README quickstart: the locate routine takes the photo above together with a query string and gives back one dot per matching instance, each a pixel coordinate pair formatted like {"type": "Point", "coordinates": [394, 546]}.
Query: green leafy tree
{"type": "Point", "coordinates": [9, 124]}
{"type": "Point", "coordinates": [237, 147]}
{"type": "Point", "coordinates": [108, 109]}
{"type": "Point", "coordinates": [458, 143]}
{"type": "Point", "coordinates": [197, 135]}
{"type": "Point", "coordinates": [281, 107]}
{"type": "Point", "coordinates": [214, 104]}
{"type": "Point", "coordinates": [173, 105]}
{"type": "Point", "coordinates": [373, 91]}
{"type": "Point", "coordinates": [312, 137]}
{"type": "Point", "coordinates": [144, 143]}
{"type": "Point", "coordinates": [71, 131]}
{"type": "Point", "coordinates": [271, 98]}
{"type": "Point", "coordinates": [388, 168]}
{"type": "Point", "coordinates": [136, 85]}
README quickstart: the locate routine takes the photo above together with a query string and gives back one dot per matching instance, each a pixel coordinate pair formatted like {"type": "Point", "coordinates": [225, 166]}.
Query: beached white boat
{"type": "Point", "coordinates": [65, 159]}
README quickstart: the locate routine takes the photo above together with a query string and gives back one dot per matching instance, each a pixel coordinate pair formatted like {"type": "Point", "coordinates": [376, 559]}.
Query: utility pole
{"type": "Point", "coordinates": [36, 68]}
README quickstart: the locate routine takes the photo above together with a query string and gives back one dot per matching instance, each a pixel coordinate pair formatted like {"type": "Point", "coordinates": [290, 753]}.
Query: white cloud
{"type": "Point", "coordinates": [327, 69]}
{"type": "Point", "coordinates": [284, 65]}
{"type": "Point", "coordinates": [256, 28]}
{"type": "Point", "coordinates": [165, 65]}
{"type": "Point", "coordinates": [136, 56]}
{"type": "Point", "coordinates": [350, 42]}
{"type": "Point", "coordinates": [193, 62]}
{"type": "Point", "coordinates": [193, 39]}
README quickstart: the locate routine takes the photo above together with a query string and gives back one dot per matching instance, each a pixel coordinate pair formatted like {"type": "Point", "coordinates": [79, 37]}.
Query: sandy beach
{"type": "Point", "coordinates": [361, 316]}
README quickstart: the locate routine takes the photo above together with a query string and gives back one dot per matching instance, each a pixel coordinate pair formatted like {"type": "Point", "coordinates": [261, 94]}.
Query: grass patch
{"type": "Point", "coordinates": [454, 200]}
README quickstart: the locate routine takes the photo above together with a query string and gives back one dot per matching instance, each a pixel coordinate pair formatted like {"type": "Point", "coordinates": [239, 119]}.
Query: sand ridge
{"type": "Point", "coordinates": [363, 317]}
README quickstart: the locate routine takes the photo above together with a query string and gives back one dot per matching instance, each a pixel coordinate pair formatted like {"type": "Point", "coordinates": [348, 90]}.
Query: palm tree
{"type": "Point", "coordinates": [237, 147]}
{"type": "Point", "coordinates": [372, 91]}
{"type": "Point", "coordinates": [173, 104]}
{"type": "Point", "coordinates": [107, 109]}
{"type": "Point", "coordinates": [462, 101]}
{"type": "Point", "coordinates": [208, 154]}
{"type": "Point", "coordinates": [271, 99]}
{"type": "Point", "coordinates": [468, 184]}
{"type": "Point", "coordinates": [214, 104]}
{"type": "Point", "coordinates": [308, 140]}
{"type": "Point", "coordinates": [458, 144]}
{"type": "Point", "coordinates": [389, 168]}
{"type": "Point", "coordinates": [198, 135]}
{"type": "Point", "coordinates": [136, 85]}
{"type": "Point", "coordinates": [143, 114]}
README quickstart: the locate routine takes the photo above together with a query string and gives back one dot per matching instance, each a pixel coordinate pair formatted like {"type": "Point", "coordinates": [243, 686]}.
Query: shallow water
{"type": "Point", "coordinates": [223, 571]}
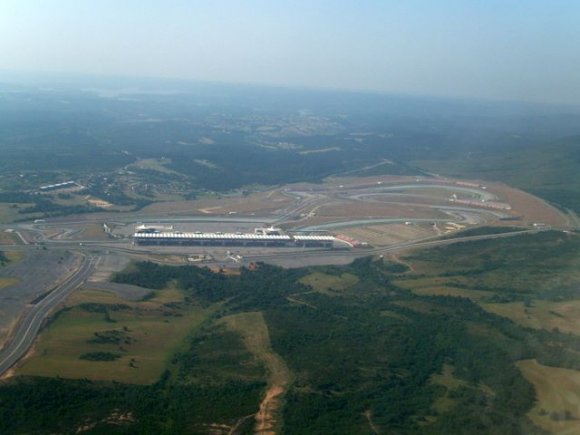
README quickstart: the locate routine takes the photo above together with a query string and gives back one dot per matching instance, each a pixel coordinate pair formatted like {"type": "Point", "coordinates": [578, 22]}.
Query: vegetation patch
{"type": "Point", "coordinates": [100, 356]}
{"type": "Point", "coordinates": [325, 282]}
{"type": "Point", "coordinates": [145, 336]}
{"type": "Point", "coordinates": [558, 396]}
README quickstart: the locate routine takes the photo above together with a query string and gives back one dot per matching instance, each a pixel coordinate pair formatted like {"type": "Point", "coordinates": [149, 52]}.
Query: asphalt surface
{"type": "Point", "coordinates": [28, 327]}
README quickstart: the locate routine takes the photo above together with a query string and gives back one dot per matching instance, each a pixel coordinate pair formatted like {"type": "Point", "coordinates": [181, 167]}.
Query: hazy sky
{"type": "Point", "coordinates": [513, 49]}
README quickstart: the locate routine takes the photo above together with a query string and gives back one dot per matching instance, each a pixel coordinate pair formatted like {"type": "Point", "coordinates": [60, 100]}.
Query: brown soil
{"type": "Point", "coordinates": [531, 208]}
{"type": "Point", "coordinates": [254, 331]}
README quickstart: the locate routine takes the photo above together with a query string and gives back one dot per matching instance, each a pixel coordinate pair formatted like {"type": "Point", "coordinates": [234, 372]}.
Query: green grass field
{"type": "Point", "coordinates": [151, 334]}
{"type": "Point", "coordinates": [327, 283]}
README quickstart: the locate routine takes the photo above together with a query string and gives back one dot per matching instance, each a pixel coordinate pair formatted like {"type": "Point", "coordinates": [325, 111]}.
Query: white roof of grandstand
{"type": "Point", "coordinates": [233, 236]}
---
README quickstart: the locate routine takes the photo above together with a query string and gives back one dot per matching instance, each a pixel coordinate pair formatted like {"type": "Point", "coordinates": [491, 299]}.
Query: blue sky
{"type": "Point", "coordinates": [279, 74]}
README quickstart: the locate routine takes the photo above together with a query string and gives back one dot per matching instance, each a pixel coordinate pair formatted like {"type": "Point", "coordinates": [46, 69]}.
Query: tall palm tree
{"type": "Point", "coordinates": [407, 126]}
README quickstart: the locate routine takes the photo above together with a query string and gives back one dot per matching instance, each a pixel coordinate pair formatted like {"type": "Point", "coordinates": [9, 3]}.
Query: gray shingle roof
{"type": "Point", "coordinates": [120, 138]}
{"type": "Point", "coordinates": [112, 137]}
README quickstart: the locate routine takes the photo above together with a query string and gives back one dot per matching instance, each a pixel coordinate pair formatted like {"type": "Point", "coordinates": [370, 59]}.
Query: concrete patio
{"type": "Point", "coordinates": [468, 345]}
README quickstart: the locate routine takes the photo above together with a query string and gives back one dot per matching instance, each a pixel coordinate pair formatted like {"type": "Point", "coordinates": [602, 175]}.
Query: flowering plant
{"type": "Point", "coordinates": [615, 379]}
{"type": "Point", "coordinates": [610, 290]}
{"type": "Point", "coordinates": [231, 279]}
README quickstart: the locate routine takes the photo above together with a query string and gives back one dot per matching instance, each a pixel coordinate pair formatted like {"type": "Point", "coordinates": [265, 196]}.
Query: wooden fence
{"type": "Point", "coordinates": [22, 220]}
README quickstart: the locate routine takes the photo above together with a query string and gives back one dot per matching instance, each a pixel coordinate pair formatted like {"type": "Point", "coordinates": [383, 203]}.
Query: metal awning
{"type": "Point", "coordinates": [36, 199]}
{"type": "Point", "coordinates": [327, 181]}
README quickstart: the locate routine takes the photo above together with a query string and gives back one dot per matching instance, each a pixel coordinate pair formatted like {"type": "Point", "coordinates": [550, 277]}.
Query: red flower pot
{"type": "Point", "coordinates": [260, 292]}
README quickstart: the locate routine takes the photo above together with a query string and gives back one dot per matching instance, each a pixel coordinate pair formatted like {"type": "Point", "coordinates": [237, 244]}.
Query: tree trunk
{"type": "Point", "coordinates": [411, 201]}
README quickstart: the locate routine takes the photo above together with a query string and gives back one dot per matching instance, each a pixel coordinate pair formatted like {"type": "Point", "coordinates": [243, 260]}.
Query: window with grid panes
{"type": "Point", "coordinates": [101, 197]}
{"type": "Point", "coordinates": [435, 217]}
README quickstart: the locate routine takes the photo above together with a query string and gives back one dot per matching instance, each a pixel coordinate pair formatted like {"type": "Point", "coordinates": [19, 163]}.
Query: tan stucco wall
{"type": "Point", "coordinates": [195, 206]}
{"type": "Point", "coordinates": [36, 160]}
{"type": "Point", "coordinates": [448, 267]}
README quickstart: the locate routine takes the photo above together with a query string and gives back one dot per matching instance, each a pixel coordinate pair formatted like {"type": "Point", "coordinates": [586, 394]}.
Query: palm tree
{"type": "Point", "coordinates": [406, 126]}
==
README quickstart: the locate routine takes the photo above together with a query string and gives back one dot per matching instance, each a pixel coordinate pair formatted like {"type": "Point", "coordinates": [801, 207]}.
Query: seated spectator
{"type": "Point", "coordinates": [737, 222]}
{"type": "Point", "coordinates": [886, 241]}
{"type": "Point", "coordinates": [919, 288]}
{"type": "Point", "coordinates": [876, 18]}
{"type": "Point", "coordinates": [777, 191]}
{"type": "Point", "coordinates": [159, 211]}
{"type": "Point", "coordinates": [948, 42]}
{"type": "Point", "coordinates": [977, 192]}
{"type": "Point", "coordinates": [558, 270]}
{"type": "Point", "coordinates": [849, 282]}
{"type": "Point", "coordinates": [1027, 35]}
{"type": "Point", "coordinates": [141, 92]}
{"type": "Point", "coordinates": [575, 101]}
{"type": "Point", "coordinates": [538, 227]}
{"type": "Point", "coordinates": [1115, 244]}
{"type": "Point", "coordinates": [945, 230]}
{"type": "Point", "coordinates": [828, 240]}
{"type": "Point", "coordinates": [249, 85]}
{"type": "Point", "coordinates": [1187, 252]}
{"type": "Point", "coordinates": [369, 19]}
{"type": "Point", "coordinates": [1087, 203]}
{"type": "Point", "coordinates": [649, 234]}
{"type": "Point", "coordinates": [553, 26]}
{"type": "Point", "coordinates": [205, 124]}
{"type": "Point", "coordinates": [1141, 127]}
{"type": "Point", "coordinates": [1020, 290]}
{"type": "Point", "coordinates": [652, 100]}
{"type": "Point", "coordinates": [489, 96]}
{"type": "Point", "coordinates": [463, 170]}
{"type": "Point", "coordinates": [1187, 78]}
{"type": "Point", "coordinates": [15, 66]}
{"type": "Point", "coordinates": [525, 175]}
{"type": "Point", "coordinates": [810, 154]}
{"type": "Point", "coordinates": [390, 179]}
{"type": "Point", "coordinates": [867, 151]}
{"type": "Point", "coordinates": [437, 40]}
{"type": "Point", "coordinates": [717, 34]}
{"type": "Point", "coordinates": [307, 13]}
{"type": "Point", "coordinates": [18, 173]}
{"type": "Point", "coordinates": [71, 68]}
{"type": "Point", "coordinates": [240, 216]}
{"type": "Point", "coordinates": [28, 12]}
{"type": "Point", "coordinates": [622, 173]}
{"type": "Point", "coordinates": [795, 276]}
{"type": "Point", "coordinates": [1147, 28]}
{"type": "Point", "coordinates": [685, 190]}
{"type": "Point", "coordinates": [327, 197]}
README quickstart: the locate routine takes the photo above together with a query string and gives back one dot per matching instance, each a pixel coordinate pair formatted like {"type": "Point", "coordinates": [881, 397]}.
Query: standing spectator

- Direction -
Collect every line in the records that contains the word "roof", copying each in full.

- Answer below -
Query: white roof of grandstand
Query: gray shingle roof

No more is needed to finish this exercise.